◆ READING PASSAGE:
# # # # #
David had played the role of face man in their relationship dating back to the late 1970s, when Charles urged David to run for vice president on the Libertarian Party’s ticket. “I think he is the
face on a lot of their politics stuff because Charles doesn’t want to be,” said one former Koch executive. “There is a bit of a character difference. Charles is a very reserved, shun the spotlight guy. David—and Bill, his twin brother—much more want to be in the public eye and are willing to do it.”
James Miller said of Charles: “I think he has a great interest in the political process; I just think he doesn’t want to do it himself. David is a little more willing to put himself out there.”
David, however, did not relish the attention that accompanied the rise of the Tea Party; he preferred the pose-in-a-tux-at-Lincoln-Center variety. He seemed surprised to become the object of vitriol, surprised that anyone would even associate him with the protests unfolding around the country. “I’ve never been to a Tea-Party event,” he told
New York
magazine in the summer of 2010. “No one representing the Tea Party has ever even approached me.” Yet he funded and sat on the board of one of the groups leading the movement.
Being portrayed as the “tea party’s wallet,” as
New York
dubbed him, didn’t play terribly well in liberal New York City, posing an unwelcome contrast to the Andrew Carnegie–esque image he preferred to project. But he couldn’t have it both ways. In
New York
magazine (and New York City), David scoffed at the notion that he was a major Tea Party backer, but he displayed a different side among the Americans for Prosperity faithful.
David must have been aware that he was entering a hive of Tea Party organizing on the morning of October 3, 2009, when he strolled into the ballroom of Arlington, Virginia’s Crystal Gateway Marriott. Americans for Prosperity had convened its annual Defending the American Dream conference and hundreds of Americans for Prosperity activists had gathered to revel in their muscular opposition to the Obama administration and its Democratic allies.
The ballroom that morning was bathed in red and blue light, as David stepped to the stage, wearing a dark pinstripe suit with a
silver tie. Gripping the sides of the podium, he scanned the sea of activists before him.
It was a sight to behold.
“Five years ago,” he began, “my brother Charles and I provided the funds to start the Americans for Prosperity and it’s beyond my wildest dreams how AFP has grown into this enormous organization. Two thousand people here this weekend—this is a phenomenal success in my judgment. Eight hundred thousand activists from nothing five years ago—this is a remarkable achievement. And we’re being effective in so many different ways.”
“Days like today,” he continued, “bring to reality the vision of our board of directors when we founded this organization.… We envisioned a mass movement, a state-based one, but national in scope, of hundreds of thousands of American citizens from all walks of life standing up and fighting for the economic freedoms that have made our nation the most prosperous society in history.” David concluded his speech by presenting the group’s annual Washington award, given to a national leader who had distinguished himself as a defender of economic freedom, to that year’s honoree—South Carolina’s Jim DeMint, a Republican senator whose name would become synonymous with the Tea Party revolt that roiled Congress in the coming years.
# # # # #
◆ LISTED RECORDS:

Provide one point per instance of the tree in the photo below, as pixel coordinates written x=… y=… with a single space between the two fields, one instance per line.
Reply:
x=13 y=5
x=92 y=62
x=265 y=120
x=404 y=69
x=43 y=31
# # # # #
◆ REQUIRED WORK:
1. In the passage on David and Charles, at which hotel did David speak on October 3, 2009?
2. Write out the passage on David and Charles word for word, from "David must have" to "its Democratic allies.".

◆ EXPECTED OUTPUTS:
1. The Crystal Gateway Marriott in Arlington, Virginia.

2.
David must have been aware that he was entering a hive of Tea Party organizing on the morning of October 3, 2009, when he strolled into the ballroom of Arlington, Virginia’s Crystal Gateway Marriott. Americans for Prosperity had convened its annual Defending the American Dream conference and hundreds of Americans for Prosperity activists had gathered to revel in their muscular opposition to the Obama administration and its Democratic allies.